--- START Provided material ---

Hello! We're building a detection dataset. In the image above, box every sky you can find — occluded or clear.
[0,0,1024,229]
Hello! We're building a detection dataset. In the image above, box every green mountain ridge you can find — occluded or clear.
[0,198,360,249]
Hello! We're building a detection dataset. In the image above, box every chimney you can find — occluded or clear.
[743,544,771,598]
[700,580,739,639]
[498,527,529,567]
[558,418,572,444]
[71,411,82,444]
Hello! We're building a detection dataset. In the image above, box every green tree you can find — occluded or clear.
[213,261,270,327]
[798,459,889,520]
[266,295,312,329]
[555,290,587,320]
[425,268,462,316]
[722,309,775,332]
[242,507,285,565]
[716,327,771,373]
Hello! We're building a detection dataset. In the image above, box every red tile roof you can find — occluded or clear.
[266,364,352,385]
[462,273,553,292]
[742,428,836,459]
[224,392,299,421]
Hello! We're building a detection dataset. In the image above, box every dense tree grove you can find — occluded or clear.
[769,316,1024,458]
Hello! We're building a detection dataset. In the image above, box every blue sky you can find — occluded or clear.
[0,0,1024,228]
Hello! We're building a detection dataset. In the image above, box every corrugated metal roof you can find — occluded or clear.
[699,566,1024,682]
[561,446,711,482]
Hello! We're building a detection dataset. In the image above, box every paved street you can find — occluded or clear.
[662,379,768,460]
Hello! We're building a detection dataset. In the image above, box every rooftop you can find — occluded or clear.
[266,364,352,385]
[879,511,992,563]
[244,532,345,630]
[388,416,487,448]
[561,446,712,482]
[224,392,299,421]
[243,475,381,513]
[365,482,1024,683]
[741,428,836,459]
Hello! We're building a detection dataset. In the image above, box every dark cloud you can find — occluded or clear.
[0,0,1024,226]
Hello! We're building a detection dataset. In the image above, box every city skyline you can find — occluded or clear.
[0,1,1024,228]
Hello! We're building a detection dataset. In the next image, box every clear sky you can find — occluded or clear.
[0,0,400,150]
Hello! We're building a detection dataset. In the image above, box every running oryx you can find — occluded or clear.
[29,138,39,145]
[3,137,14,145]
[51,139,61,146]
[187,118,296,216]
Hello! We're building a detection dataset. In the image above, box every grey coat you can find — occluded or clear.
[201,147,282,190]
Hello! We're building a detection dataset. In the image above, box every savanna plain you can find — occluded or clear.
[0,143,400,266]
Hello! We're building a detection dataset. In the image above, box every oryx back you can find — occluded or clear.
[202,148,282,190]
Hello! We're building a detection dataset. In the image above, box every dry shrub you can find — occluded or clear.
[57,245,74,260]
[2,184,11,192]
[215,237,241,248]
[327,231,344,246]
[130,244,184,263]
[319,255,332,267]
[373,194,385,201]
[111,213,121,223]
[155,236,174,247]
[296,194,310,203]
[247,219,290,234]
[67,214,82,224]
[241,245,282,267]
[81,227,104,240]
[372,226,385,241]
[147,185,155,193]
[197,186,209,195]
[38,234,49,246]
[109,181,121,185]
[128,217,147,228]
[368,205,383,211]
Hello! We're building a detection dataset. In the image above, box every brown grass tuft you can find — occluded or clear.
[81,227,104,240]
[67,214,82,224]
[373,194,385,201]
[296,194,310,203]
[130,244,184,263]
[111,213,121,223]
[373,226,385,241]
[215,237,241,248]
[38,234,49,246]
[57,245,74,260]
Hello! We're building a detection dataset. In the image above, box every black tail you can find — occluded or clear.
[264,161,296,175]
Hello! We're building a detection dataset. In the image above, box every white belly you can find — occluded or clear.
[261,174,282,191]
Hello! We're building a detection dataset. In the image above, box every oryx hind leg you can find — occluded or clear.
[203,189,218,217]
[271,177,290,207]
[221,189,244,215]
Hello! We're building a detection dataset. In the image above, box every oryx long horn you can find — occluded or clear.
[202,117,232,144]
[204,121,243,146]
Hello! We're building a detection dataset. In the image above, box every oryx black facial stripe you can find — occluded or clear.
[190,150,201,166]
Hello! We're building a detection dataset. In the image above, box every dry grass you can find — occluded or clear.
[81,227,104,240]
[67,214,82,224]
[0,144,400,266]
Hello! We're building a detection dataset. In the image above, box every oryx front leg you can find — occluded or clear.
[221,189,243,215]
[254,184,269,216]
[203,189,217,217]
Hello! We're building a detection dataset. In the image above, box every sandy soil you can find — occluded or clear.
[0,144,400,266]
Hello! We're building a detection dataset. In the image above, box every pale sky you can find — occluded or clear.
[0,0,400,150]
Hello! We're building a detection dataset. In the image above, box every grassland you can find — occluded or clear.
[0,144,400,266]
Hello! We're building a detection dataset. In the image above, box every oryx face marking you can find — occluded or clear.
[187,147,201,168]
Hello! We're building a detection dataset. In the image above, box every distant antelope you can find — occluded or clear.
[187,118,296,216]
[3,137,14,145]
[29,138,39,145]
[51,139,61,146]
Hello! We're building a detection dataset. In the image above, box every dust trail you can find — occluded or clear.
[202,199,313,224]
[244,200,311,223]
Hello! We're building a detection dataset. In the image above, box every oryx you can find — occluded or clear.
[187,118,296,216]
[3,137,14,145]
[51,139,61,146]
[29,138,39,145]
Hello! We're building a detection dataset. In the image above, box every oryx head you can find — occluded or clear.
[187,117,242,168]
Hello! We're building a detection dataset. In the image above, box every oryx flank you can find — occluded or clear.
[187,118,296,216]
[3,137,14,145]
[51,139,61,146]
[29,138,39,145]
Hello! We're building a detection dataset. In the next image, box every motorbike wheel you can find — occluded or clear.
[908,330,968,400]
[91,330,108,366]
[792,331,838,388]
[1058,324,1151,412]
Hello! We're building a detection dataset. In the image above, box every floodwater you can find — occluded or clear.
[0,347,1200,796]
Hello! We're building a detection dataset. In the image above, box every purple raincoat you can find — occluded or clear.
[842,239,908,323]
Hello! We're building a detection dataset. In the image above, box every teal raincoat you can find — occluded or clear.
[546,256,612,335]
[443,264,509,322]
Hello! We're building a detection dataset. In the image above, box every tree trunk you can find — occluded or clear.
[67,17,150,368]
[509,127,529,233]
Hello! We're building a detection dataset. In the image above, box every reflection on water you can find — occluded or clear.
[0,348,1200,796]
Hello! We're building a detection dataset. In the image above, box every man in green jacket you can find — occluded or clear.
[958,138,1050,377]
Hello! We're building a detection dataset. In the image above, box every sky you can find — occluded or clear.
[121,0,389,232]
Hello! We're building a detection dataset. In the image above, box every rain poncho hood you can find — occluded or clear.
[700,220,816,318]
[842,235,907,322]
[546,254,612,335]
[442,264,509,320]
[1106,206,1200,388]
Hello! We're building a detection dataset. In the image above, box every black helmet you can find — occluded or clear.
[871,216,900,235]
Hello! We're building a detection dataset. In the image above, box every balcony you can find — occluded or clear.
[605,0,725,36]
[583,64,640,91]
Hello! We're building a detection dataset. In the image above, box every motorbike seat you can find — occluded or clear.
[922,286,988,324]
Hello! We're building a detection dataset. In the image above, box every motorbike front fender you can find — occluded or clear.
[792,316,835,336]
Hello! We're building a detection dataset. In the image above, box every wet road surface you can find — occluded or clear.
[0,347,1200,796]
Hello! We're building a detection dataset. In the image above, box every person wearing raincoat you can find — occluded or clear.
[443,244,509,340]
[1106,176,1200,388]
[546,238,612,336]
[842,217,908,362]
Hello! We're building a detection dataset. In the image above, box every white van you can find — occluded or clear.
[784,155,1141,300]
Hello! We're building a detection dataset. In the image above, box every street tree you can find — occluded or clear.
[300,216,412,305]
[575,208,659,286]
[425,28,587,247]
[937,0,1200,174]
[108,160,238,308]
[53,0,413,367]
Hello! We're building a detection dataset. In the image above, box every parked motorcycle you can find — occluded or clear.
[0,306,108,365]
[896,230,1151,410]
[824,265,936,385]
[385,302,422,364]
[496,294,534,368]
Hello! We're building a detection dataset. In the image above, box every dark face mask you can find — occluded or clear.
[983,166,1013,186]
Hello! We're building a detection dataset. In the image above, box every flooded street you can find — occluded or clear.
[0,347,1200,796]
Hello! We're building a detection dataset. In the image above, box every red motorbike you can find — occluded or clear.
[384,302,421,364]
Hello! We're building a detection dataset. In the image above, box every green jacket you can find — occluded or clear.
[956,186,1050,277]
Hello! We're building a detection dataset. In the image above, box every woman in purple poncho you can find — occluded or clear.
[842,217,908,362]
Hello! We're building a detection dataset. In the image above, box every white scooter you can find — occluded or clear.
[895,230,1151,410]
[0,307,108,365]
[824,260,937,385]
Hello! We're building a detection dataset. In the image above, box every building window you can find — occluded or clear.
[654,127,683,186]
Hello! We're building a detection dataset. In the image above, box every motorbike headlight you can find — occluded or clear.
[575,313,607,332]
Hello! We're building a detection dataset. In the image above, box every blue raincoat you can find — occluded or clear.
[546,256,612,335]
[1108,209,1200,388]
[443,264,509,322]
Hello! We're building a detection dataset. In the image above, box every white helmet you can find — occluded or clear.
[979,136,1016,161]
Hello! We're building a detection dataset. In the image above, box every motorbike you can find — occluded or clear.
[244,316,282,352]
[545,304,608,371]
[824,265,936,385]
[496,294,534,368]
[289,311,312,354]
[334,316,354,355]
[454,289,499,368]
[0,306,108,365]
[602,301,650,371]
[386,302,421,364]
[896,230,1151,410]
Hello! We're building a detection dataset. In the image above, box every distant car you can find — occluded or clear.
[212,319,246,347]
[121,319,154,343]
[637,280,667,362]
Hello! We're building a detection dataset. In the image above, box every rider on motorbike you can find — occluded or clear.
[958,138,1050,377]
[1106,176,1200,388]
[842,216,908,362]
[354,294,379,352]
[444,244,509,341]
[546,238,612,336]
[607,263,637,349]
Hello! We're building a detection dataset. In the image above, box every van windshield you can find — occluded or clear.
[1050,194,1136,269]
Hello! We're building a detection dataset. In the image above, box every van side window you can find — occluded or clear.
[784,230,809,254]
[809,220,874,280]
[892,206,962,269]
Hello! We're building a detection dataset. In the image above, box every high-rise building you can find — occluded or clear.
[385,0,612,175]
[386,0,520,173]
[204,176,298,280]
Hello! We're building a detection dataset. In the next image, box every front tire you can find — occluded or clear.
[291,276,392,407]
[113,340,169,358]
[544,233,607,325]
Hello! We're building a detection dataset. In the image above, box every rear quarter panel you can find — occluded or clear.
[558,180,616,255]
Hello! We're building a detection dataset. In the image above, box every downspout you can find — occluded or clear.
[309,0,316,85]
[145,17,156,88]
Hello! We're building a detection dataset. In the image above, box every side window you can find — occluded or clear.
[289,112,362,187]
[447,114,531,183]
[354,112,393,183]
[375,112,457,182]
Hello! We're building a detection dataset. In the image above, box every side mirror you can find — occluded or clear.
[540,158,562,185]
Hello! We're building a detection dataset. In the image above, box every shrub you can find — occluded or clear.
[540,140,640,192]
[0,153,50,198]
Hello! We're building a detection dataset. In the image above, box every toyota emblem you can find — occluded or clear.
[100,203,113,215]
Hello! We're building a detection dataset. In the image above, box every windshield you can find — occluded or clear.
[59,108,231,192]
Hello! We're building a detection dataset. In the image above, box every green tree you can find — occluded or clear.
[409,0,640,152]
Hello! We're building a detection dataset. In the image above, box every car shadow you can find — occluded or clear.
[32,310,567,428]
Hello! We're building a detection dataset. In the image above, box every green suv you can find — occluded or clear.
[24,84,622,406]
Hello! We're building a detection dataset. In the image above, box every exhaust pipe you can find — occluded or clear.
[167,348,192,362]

--- END Provided material ---

Goal of the exercise:
Extract the lines of the listing from its first line through the line containing "[716,327,771,373]", reproducing each one unchanged and including both of those lines.

Reply:
Hello! We're building a detection dataset. In the image above, box every sky you can find — occluded or clear.
[0,0,1024,229]
Hello! We're building a detection dataset. In the image above, box every green mountain ridge you can find — occluded or clear.
[0,198,360,249]
Hello! We're building a detection dataset. In the image above, box every chimney you can find — occluded or clear.
[743,544,771,598]
[700,580,739,639]
[498,527,529,567]
[558,418,572,444]
[71,411,82,444]
Hello! We're building a detection dataset. In the image above, box every green tree you can find — occluded or clear.
[213,261,270,327]
[798,459,889,520]
[266,295,312,329]
[555,290,587,320]
[425,268,462,316]
[722,309,775,332]
[242,507,285,565]
[716,327,771,373]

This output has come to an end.